## EXERCISE BRIEF
Below are some records; retype all of them exactly.

## DATA ROWS
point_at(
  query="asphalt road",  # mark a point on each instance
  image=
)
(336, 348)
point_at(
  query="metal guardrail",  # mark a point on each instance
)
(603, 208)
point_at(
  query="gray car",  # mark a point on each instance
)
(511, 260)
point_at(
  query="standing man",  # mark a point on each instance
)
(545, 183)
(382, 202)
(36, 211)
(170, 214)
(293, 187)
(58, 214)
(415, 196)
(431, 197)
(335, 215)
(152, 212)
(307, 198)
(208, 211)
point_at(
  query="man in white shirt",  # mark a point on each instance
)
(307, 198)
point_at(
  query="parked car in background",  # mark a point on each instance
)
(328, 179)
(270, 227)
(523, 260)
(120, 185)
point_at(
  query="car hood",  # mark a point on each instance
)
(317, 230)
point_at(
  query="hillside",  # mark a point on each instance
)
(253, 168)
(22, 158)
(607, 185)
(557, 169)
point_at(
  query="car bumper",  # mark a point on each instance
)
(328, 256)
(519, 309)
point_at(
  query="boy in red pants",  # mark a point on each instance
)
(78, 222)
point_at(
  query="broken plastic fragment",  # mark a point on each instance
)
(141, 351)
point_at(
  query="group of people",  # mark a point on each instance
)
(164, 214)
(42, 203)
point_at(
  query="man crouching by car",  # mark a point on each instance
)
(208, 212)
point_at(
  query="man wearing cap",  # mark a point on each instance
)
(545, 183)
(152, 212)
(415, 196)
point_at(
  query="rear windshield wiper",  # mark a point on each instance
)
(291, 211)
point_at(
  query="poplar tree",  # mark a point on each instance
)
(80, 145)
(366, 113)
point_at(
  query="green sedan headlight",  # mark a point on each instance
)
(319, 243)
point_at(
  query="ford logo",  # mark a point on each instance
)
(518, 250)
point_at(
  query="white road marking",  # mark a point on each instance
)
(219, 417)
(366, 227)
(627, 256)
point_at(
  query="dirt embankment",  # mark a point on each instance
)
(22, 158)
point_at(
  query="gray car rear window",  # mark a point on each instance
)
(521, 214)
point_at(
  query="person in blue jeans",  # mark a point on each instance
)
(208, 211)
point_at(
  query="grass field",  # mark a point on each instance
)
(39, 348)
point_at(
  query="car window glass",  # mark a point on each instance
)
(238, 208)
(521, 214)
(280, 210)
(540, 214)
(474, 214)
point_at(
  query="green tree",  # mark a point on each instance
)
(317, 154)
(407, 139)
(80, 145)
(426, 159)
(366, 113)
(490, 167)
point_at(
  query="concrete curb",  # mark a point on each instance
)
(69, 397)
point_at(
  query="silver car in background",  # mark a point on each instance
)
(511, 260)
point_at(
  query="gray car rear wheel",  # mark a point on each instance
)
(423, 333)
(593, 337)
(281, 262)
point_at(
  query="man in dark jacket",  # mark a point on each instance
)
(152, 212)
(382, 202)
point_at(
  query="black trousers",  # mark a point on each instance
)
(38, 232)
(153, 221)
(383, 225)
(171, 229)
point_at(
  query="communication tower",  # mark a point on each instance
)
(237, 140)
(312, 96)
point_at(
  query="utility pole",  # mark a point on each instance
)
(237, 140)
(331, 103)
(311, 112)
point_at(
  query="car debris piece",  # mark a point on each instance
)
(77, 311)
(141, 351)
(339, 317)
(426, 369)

## EXERCISE RESPONSE
point_at(
  query="asphalt road",  # mark a point on each instance
  image=
)
(336, 348)
point_at(
  query="metal guardrail",  # mark a point on each instance
)
(603, 208)
point_at(
  query="gray car",  # mark a point on each instance
)
(511, 260)
point_at(
  query="standing man",  # mark a point on each instance
)
(545, 183)
(382, 202)
(36, 211)
(170, 214)
(293, 187)
(58, 214)
(415, 196)
(431, 197)
(335, 215)
(152, 212)
(307, 198)
(208, 211)
point_at(
  query="man in white shirt",  # mark a point on each instance
)
(307, 198)
point_at(
  query="parked car in background",  # mark a point on each instance
)
(328, 179)
(270, 227)
(523, 260)
(120, 185)
point_at(
  query="car hood",  # mark a point on each instance
)
(317, 230)
point_at(
  query="hillside",  # mark a point on each instance
)
(253, 168)
(22, 158)
(607, 185)
(557, 169)
point_at(
  query="car bumper",  # mark a point on each instance
)
(328, 256)
(519, 309)
point_at(
  query="boy in red pants",  # mark a point on each instance
)
(78, 222)
point_at(
  query="broken plastic fragment",  # mark a point on each instance
)
(141, 351)
point_at(
  query="group of people",  # mark a point on each instance
)
(164, 214)
(42, 203)
point_at(
  query="man crouching by car",  # mark a point on each instance
)
(208, 212)
point_at(
  query="man wearing cap",  # mark a point on each instance
)
(545, 183)
(152, 212)
(415, 196)
point_at(
  query="rear windshield wiper",  # mark a point on each instance
)
(291, 211)
point_at(
  query="poplar tree",  # mark a point on each instance
)
(80, 145)
(366, 113)
point_at(
  query="green sedan headlight",  # mark a point on each instance
)
(319, 243)
point_at(
  query="ford logo",  # mark a point on each instance
)
(518, 250)
point_at(
  query="white road marking",  # mark a point on each instance
)
(219, 417)
(366, 227)
(627, 256)
point_at(
  query="dirt embankment",  # mark a point on each instance
)
(22, 158)
point_at(
  query="gray car rear window",  # mark a point on each instance
)
(521, 214)
point_at(
  query="person in blue jeans",  # mark a point on each instance
)
(208, 211)
point_at(
  query="grass field",  # mark a point on each instance
)
(39, 348)
point_at(
  query="car window glass",  # mark a point on each instance
)
(238, 208)
(521, 214)
(280, 210)
(540, 214)
(474, 214)
point_at(
  query="green tree",  # mark a point on each instance
)
(317, 154)
(407, 139)
(80, 145)
(426, 159)
(366, 113)
(490, 167)
point_at(
  query="concrete curb",  # mark a point on each instance
)
(69, 397)
point_at(
  query="silver car in background",  # mark a point on each instance
)
(511, 260)
point_at(
  query="gray car rear wheel",  # mark a point on each instance
)
(423, 333)
(593, 337)
(281, 262)
point_at(
  query="man in dark jacket",  # mark a point on each instance
)
(152, 212)
(382, 202)
point_at(
  query="black trousers",  # mark a point on each instance
)
(38, 232)
(153, 221)
(383, 225)
(171, 229)
point_at(
  query="communication tower",  # mark a point on each instance
)
(237, 140)
(312, 96)
point_at(
  query="utility pole",  # mark a point on each instance
)
(237, 140)
(331, 103)
(311, 112)
point_at(
  query="car debris piece",  # mark a point on each instance
)
(77, 311)
(141, 351)
(339, 317)
(426, 369)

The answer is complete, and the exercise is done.